Selected passage ->
## BEGIN

Listening to….Tim Buckley

It’s interesting to reflect on whether Tim Buckley’s posthumous profile and reputation would be as prominent as it is were it not for the subsequent career of his son Jeff.  Having rarely been together in life, they seem to be almost joined at the hip in death and in critical terms are sometimes viewed as two peas from the same pod.  Not actually sure that this is valid myself, but it’s a convenient piece of mythology that record companies and journalists alike seem happy enough to buy into.

 Whatever the case, I’ve had a few ‘posthumous’ Tim Buckley albums stacked up on the hard drive for a while now and decided it was about time I caught up with them.  Who knows if they would have been released at all had the transgressions of the son not been umbilically linked to those of the father?

 My first encounter with Tim Buckley was via the 1967 ‘Goodbye & Hello’ album.  I found it fascinating, almost in spite of some of the cod-baroque arrangements that rather engulfed Buckley’s first two Elektra albums.  What was quite clear was that here was a guy with an extraordinary vocal range and a singular talent.  What hadn’t quite gelled yet was the most appropriate setting for these deeply passionate songs. 

 Of course, Elektra was a folk label up to about 1966 and it would have been the most natural thing in the world to position Buckley squarely alongside folkies like Tom Paxton and Judy Collins with a minimalist acoustic setting for those early songs. Buckley had already hooked up with some sympathetic collaborators, notably lyricist Larry Beckett and guitarist Lee Underwood, whose jazz-inflected phrasings were to provide a distinctive signature to most of  Buckley’s records up to about 1970.


 Despite this, the first (chronologically) of these albums, ‘Live at the Folklore Centre, NYC’ (Rhino) sees Tim operating completely alone with an acoustic guitar and performing impressively for a small but enthusiastic audience in what was essentially a bookshop.  He performs many of the songs from his first album and stripped of their over-ornate arrangements, they come across as considerably more powerful and less fey than the original recordings.

## END

Brief 1 -> Which album first introduced the writer of the Tim Buckley piece to his music?
Brief 2 -> Rewrite everything in the Tim Buckley piece from "Whatever the case, I’ve" down to "of the father?", substituting "hard disk" for "hard drive".
Brief 3 -> What comes next in the Tim Buckley piece? Write the following part.
The data after this point has nothing to do with the Tim Buckley piece.

Dataset excerpt ->
## BEGIN

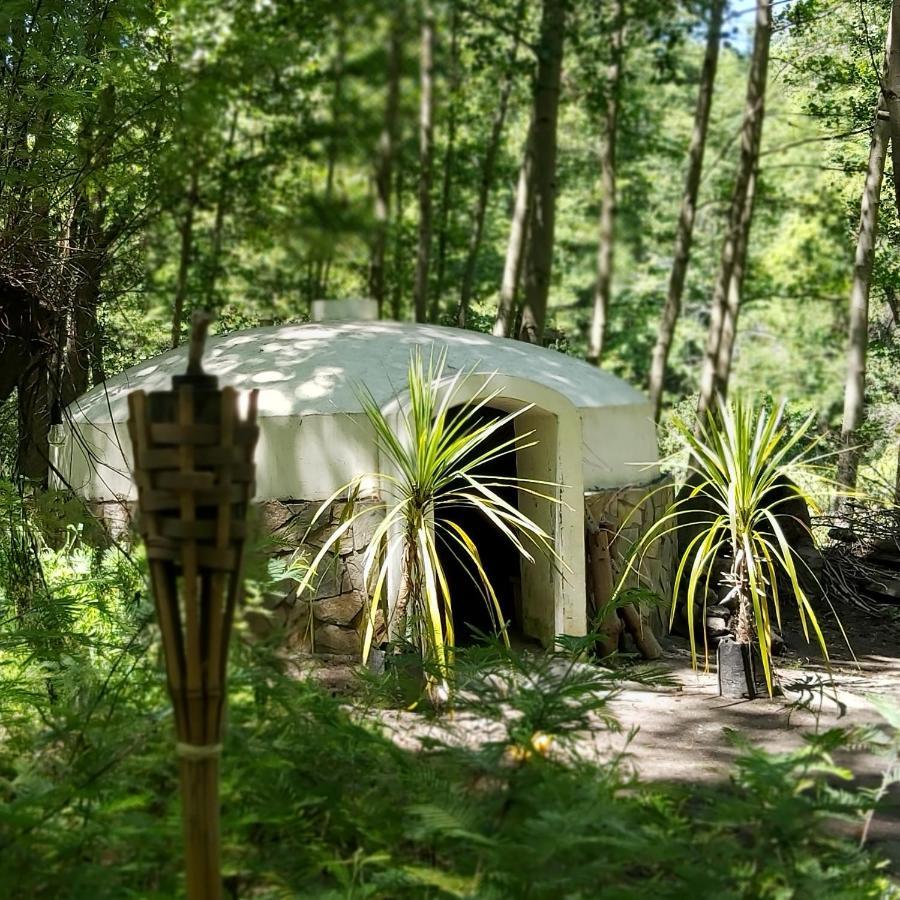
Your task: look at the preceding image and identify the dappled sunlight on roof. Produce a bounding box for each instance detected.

## END

Written reply 1 -> The 1967 album 'Goodbye & Hello'.

Written reply 2 ->
Whatever the case, I’ve had a few ‘posthumous’ Tim Buckley albums stacked up on the hard disk for a while now and decided it was about time I caught up with them.  Who knows if they would have been released at all had the transgressions of the son not been umbilically linked to those of the father?

Written reply 3 ->
 Buckley’s pipes are in terrific shape as well and he sings strongly throughout.  Of particular interest are the 4 songs with which he ends this 55 –minute set, all of which are previously unheard and otherwise unrecorded – ‘If the rain comes’ and ‘Country Boy’ are particularly impressive.

 ‘Live at the Folklore Centre, NYC’ is a worthy addition to the collection of any Tim Buckley fan.  The songs are too early to qualify as his best work (though Fred Neil’s ‘Dolphins’ makes an appearance, even at this stage) but the performance and the lack of instrumental clutter more than makes up for this.

Copenhagen Tapes

 Next up is ‘The Copenhagen Tapes’ released back in 2000 apparently, but one I’m only just catching up with.  I think maybe I was too wedded to the double-cd set of the London gigs recorded on the same 1968 European tour and released by Demon, so made the erroneous assumption that this Copenhagen recording would be in a similar vein.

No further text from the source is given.